Фрагмент текста:

Любовь Федры и Ипполита разыгрывается в рапиде, в свете слепящих галогеновых ламп, которые светят многим, кто любит тайно и наспех, в подъезде или учреждении. Это холодный свет ничьей земли. Наблюдать за крупными видеопланами Маши Мироновой на большом экране, обрамленном наполовину ободранным багетом, за тем, как в ней болит Ипполит, - одно удовольствие. Ее лицо искажают гримасы ужаса и отвращения к себе, ноги и руки мелко трясутся, из носа вытекает сопля, ее голос становится грубым и хриплым ( настолько, что за кулисами дежурит фониатр), и от этой вполне безобразной картины в разодранной режиссером ране дует ветер нежности космической силы к слабой женщине, потерявшей над собой власть.
Раньше герои спектаклей Жолдака отражались в зеркалах и друг в друге. Теперь их отражает видеокамера. Есть видеозаставка-лейтмотив: близко к первому ряду стоит маленький домик, внутрь которого установлена камера, по домику бегают белые мыши, время от времени их, как и находящуюся на лечении Веру Ивановну, «лечат» током. Так они там и бегают – под током и в своем дерьме, чтобы мы подумали о нашей небольшой с ними разнице. С видео есть перебор: чувствуется влияние Касторфа, большого любителя видео на сцене.
Когда обман доктора раскроется, и окажется, что Тезей/товарищ Павлов жив и досрочно приехал повидать жену, он найдет, очень красивую, ее одиноко играющей в петанк – типичную заброшенную жену богатого человека, жестоко оставленную наедине со своими причудами и снами. И все покатится в тартарары. Прежде чем заколоть сына, Ипполита, Тезей (Максим Коновалов, в другом составе Владимир Большов), в куски раскрошит живую рыбину. Рыба во сне – к беременности, к продолжению рода; убивая рыбу, Тезей прекращает род; после он убивает Ипполита – мокрые, они борются в воде, как два блестящих самца. Название санатория – тоже горькая издевка над неосуществленным плодородием этой почвы. «Раз-два-три-тридцать» - опоздавшая, не предотвратившая расправу Федра потрошит чемодан Мальчика. Тридцать бумажных самолетиков падают в воду, тяжело намокая крыльями. «Тридцать календарных дней». Закончен курортный роман.
Помещенные в контекст бытового убийства клиента проституткой и самоубийства, гибель Тезея от руки Федры и смерть самой Федры будут уже не так театрально эффектны.
Нынешний спектакль режиссера можно упрекнуть в менее цельном художественном впечатлении, которое оставляли, к примеру, московская «Чайка» или харьковский «Гольдони. Венеция», но то, что это прежний Жолдак, нежный и сумасшедший даритель своих завораживающих внутренних миров, часть из которых нам удается увидеть в спектаклях, в этом нет сомнения.
Посткриптум.
ПРЯМАЯ РЕЧЬ. Андрей Жолдак:
"Последние два года я ставлю спектакли вне дома, и отношения с ними самые драматические. Сделаю спектакль, только полюблю его и уже должен уезжать. Блок отыгрывается и спектакль закрывается. Так страшно – делаешь ребенка и он быстро уходит. Спектакль как короткая вспышка. «Федру» репетировали полтора месяца по десять часов в день и сыграли только семь раз. В моих последних спектаклях есть интуитивная печаль прощания. Как если бы композитору заказали симфонию о весне, а он вкладывал в нее печаль по ускользающей красоте.
Идеальный спектакль представляется мне горой, на вершине которой – холод и лед, ниже цветущие травы, а у подножия песок. Идеальный актер парит орлом около горы. Если какая-нибудь девочка, проезжая мимо на машине, выглянет в окно, увидит эту картину и она ее кольнет, запомнится и как-то повлияет на ее дальнейшую жизнь и историю души, я буду счастлив".

Набор данных:

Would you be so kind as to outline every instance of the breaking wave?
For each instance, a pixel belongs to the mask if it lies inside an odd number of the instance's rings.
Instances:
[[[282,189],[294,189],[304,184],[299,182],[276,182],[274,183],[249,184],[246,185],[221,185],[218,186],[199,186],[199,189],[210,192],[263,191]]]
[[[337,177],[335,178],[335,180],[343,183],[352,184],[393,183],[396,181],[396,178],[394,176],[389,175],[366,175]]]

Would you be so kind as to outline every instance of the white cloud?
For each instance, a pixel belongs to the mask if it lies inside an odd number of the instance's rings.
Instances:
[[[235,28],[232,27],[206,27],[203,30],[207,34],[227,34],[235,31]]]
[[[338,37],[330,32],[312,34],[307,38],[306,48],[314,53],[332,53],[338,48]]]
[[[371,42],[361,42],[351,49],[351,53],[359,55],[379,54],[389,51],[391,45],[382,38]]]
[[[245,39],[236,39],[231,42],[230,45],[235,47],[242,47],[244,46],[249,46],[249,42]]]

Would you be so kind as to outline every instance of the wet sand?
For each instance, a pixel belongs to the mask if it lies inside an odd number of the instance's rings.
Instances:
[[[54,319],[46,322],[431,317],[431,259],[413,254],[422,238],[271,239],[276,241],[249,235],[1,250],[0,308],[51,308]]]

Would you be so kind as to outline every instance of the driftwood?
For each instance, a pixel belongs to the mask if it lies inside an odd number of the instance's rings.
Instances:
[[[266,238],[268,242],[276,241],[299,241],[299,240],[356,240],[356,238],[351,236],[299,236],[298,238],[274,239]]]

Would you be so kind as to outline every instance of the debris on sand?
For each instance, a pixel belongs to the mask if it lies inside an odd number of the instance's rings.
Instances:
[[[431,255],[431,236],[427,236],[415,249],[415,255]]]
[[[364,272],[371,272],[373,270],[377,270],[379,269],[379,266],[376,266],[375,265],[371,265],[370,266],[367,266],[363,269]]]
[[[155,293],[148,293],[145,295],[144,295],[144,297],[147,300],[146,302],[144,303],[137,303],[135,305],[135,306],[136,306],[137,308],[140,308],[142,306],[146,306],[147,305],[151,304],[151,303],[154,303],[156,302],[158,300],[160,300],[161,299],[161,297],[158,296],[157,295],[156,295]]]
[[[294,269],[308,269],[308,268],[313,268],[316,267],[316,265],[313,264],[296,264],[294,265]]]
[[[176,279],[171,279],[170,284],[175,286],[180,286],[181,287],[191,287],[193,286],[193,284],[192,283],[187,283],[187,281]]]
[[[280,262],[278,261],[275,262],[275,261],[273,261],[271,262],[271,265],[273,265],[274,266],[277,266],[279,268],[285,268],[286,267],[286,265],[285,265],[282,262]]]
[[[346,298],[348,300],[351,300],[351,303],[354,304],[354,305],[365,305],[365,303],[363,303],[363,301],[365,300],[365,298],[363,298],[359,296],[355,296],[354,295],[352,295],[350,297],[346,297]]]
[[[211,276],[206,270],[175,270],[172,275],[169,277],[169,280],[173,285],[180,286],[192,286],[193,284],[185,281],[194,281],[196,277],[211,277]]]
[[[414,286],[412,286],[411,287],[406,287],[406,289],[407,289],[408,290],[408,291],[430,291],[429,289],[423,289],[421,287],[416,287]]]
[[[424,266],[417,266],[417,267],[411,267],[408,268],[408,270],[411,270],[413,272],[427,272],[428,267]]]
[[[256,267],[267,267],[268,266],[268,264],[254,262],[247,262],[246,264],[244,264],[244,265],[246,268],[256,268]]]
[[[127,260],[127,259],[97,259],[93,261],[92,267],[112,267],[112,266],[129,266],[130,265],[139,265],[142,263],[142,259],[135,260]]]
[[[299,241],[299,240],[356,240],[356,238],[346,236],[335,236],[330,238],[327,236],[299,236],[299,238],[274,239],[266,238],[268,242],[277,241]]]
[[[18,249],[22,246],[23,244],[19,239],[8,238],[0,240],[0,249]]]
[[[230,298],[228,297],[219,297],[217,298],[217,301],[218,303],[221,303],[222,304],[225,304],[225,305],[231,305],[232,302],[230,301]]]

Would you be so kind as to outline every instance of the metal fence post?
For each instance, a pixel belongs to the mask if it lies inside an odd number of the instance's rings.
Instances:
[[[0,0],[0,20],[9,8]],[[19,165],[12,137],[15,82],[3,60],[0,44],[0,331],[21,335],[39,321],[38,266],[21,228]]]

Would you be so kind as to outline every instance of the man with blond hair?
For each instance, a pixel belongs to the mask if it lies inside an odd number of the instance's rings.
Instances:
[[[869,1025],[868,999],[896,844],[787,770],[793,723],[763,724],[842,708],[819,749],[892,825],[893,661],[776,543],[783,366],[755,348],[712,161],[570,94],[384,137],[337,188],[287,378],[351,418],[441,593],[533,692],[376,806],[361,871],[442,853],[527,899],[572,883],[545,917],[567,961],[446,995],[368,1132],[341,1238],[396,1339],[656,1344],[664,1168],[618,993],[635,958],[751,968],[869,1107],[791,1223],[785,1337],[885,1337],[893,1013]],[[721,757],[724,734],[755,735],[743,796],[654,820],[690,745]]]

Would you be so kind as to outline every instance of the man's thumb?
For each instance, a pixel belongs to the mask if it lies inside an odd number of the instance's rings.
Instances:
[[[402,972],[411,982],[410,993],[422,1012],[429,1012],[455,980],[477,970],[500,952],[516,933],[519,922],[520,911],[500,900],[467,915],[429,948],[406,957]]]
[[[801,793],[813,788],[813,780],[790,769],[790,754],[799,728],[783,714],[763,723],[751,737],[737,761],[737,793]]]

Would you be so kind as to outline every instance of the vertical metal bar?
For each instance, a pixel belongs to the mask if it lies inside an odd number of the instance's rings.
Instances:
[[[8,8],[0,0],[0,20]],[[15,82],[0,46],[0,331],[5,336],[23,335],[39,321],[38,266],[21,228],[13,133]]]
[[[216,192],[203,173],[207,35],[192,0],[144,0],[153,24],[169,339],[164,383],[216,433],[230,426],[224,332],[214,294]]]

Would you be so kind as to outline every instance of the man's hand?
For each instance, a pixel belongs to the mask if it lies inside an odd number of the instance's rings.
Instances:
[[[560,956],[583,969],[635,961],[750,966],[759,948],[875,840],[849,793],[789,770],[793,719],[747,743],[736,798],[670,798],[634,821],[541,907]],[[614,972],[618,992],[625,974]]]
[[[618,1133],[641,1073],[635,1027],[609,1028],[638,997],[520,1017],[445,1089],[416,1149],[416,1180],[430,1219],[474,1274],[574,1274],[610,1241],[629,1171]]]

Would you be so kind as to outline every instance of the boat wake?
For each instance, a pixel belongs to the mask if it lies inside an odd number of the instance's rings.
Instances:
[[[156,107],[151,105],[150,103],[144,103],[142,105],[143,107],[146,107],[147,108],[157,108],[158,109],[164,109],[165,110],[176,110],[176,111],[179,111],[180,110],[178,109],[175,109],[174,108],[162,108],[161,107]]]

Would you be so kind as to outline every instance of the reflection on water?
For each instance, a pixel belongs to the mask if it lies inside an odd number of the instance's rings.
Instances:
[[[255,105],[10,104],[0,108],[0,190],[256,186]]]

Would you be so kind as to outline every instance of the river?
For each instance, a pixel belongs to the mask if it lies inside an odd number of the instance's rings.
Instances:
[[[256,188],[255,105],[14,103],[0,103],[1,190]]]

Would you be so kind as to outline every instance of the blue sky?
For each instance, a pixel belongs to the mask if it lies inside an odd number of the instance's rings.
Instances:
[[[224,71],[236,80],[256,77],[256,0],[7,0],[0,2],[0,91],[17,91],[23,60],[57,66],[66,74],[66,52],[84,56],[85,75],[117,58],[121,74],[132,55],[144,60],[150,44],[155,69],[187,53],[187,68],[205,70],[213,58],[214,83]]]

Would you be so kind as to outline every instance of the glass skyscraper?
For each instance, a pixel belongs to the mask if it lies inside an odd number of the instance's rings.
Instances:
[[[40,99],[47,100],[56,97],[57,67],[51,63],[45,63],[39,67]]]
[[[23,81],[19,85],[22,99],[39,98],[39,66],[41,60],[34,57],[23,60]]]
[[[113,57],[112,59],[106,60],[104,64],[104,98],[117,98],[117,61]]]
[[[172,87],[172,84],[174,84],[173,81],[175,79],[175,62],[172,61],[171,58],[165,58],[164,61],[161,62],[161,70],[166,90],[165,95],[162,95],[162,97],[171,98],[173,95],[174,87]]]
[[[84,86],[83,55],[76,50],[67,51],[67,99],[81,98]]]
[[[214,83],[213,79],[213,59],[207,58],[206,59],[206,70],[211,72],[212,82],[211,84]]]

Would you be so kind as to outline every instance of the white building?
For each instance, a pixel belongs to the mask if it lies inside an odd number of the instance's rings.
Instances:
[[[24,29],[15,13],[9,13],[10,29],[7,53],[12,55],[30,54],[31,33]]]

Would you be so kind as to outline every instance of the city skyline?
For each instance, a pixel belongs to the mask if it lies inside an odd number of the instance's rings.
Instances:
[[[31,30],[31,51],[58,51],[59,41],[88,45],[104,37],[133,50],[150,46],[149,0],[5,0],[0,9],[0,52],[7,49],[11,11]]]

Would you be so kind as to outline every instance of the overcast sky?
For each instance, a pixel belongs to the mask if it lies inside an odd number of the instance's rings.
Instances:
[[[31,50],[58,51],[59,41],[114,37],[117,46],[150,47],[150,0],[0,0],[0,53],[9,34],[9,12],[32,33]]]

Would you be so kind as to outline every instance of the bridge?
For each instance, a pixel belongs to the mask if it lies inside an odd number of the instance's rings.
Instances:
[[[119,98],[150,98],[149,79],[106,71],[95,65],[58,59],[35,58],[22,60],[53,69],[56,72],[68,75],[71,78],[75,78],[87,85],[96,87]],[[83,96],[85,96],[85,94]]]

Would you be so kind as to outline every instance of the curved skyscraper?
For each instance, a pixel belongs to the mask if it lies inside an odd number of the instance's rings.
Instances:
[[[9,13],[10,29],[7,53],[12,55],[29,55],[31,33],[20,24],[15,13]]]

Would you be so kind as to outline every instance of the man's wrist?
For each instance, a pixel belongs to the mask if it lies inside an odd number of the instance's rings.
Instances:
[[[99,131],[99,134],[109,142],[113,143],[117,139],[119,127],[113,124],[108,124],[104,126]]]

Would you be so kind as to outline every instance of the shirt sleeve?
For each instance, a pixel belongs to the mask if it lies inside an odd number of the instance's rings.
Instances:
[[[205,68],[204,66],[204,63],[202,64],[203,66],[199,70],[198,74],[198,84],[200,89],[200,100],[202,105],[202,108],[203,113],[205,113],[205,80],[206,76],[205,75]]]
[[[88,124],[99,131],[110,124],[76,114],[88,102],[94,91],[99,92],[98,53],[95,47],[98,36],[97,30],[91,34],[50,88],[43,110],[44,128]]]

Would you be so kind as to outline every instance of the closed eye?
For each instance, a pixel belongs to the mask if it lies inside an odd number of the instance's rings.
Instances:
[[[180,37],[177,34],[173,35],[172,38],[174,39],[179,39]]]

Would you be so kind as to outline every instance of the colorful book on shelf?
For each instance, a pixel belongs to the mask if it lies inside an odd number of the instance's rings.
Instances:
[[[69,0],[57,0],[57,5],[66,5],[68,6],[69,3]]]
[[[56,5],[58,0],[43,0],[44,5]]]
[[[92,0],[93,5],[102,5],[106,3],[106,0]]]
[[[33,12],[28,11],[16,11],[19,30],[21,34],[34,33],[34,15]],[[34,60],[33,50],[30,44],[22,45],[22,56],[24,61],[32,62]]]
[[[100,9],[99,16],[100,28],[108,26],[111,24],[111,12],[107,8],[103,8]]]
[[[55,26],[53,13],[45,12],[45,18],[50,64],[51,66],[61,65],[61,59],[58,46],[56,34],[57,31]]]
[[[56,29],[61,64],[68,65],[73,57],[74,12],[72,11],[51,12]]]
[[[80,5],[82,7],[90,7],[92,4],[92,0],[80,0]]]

Задания и упражнения:
1: Верны ли по тексту о спектакле «Федра» следующие утверждения? (а) «Федру» репетировали полтора месяца. (б) Спектакль сыграли двадцать раз. (в) Роль Тезея исполняет Максим Коновалов, в другом составе Владимир Большов. На каждое ответьте «да» или «нет» и приведите точную цитату из текста, которая это решает.
2: Во что одиноко играет Федра, когда ее находит Тезей, согласно тексту о спектакле «Федра»?
3: Перечислите всех актеров, названных в тексте о спектакле «Федра».

Ответы по номерам:
1:
(а) Да: «„Федру“ репетировали полтора месяца по десять часов в день».
(б) Нет: «сыграли только семь раз».
(в) Да: «Тезей (Максим Коновалов, в другом составе Владимир Большов)».

2: Федра одиноко играет в петанк.

3: Маша Миронова, Максим Коновалов, Владимир Большов.